SOURCE PASSAGE section start

I love the ocean and have spent around 265 hours exploring her depths from below not to mention all the time I have spent snorkeling on her surface. Despite the hours and all my courses, I still consider myself somewhat of a novice. My relationship with the sea is still developing as I learn more and more about her ways, her tides, her currents, her fickleness and her hidden treasures.
There are times when she scares me. When her waves are big and she threatens to hold me below the surface when I swim at the beach. When plankton and other particles are suspended thickly amongst her molecules so that I can barely see a metre ahead of me as I descend below her surface. Sometimes, as I cruise over her surface, merely thinking about her depth and what possibly lies beneath flickers a little fear. She is so big and I am so small that if she embraced me in the middle of nowhere I would surely be lost. And of course there are those Hollywood monsters that I can’t see that lurk below. Not being able to see what is there. That is what scares me.
The dark escalates my fear. Dark forests. Dark deserted roads. Being at home alone in a big house at night. These things ignite my imagination where hidden dangers linger. Vicious monsters, ghosts and perhaps even murderers. And then there is night diving. Combining both of my fears, the dark and not being able to see in the sea.
My first night dive was from the beach off Koh Phi Phi Don in Thailand some seven years ago. It wasn’t something that I really wanted to do. I just needed another specialty to complete my Advanced Open Water certification in the time I had left on Phi Phi and a night dive saved part of the day. Our instructor suggested it and I just agreed without really thinking about what it involved.
I remember standing in the black sea, torch off, moving my arms through the water and watching fascinated as sparks shot through the water like mini silver fireworks as my movement agitated the phytoplankton. Then it was time to dive. Torches on and we descended. It felt suffocatingly black. My heart raced and anxiety compressed my chest. I wanted to stay near our dive guide but he swam so fast and was so far ahead of us. All I remember of that dive is finning fast, trying to keep up and follow his light. I was relieved when the dive was over. I didn’t enjoy it and I was never keen to night dive again.
Jump forward five years. I have completed my Divemaster and I am called in last minute to work on a four day live aboard in the Similan Islands. Four dives a day including a night dive. I have no choice. I have to guide at night. This time we dived from the boat. At night the boat has its lights on which you can easily see for some 50 metres under the water. There is no fear of getting lost and the lights make the immediate area a little less black. I relaxed and went to explore the dark world around me looking for shrimps and crabs and cowries whilst impossibly trying to keep my dive group together. It really was like herding cats. They never did like to follow me even in day light. After 45 minutes shallow dive we surfaced. I didn’t love it but I didn’t hate it either. I repeated it one more time but still wasn’t keen to do it again.

SOURCE PASSAGE section end
EXTRACTED DATA section start

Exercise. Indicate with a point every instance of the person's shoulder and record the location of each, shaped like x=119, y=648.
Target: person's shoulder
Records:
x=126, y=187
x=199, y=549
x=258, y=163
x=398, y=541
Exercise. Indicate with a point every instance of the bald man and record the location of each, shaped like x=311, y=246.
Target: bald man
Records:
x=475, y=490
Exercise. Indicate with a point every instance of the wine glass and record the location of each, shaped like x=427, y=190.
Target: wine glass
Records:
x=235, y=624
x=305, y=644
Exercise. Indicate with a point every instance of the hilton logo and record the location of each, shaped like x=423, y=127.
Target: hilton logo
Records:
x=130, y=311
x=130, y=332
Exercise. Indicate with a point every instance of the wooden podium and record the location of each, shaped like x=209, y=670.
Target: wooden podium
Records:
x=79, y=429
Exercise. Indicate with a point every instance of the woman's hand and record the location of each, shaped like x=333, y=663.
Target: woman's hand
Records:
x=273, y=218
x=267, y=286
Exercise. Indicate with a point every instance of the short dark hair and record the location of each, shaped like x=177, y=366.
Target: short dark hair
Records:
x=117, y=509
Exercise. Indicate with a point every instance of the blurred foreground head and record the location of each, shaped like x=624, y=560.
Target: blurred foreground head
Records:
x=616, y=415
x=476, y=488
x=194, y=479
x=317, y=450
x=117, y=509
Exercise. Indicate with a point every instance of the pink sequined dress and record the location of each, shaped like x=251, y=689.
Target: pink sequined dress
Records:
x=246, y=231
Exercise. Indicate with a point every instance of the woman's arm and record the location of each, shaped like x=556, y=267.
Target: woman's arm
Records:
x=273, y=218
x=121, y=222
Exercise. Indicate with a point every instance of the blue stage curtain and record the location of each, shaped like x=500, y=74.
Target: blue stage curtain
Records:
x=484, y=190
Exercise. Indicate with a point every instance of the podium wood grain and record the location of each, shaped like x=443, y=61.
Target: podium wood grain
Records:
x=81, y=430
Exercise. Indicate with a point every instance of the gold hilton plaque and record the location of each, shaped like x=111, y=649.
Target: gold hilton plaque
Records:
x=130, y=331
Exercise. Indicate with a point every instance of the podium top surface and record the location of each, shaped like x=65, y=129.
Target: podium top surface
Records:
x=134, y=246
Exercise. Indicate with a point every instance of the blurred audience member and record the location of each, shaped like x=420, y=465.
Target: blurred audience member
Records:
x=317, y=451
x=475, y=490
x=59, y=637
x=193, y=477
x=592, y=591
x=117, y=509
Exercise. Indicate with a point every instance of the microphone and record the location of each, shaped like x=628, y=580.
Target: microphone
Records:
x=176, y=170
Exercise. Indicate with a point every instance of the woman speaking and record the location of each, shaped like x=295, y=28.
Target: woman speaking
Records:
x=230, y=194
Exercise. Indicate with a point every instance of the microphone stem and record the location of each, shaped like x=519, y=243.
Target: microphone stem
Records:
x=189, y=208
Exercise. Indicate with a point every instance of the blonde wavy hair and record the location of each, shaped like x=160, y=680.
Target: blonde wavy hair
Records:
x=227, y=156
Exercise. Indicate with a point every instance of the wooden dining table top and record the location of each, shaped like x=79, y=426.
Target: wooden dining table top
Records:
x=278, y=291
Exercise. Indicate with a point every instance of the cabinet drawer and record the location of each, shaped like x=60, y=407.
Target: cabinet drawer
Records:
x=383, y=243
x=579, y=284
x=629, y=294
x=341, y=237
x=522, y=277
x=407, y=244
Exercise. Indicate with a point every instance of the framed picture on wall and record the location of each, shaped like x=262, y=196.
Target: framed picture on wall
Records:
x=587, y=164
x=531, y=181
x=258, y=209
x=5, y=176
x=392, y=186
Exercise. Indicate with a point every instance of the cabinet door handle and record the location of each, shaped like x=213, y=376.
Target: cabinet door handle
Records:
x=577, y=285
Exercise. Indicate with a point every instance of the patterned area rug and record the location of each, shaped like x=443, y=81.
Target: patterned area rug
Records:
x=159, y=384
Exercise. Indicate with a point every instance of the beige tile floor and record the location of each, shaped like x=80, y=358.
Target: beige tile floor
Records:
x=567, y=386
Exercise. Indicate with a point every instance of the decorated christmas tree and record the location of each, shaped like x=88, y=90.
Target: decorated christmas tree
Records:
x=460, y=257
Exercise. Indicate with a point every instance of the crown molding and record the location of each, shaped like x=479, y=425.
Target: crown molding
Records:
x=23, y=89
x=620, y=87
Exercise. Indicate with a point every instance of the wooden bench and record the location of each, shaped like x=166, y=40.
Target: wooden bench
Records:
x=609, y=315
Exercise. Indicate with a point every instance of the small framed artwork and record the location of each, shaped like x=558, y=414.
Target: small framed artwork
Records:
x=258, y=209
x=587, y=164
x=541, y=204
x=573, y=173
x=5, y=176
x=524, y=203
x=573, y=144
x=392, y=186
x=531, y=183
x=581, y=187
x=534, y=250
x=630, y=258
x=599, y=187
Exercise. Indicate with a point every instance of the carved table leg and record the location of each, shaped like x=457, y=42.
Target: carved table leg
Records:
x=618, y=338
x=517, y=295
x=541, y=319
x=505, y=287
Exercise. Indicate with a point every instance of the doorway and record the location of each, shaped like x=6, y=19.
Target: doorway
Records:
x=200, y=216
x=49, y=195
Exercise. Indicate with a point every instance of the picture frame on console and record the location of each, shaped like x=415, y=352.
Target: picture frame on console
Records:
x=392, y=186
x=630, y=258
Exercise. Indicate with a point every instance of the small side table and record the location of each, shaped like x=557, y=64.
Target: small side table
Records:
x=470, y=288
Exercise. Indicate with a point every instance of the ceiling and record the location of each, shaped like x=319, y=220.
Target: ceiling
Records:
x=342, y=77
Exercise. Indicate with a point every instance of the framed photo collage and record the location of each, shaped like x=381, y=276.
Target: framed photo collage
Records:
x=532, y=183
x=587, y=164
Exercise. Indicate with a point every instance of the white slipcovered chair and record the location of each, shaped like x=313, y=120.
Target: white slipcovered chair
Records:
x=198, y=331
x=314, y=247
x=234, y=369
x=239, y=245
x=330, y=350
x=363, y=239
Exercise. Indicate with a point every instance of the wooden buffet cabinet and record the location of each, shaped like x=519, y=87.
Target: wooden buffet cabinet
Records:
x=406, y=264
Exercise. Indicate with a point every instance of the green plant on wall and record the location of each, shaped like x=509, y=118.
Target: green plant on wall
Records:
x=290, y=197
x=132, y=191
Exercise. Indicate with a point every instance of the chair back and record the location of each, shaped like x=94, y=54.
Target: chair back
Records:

EXTRACTED DATA section end

## EXERCISE SET
(a) Decide whether each statement below agrees with the night-diving account. Answer yes or no for each, and quote the words from the account that settle it.
(i) The writer's first night dive was made from a boat.
(ii) The live aboard in the Similan Islands had four dives a day, one of them at night.
(iii) The writer enjoyed that first night dive.
(b) According to the night-diving account, how far under the water can the boat's lights be seen at night?
(c) Reproduce the stretch of the night-diving account from "My first night" through "what it involved.".

## YOUR RESPONSES
(a)
(i) No: "My first night dive was from the beach off Koh Phi Phi Don in Thailand some seven years ago."
(ii) Yes: "Four dives a day including a night dive."
(iii) No: "I didn’t enjoy it and I was never keen to night dive again."

(b) Some 50 metres.

(c)
My first night dive was from the beach off Koh Phi Phi Don in Thailand some seven years ago. It wasn’t something that I really wanted to do. I just needed another specialty to complete my Advanced Open Water certification in the time I had left on Phi Phi and a night dive saved part of the day. Our instructor suggested it and I just agreed without really thinking about what it involved.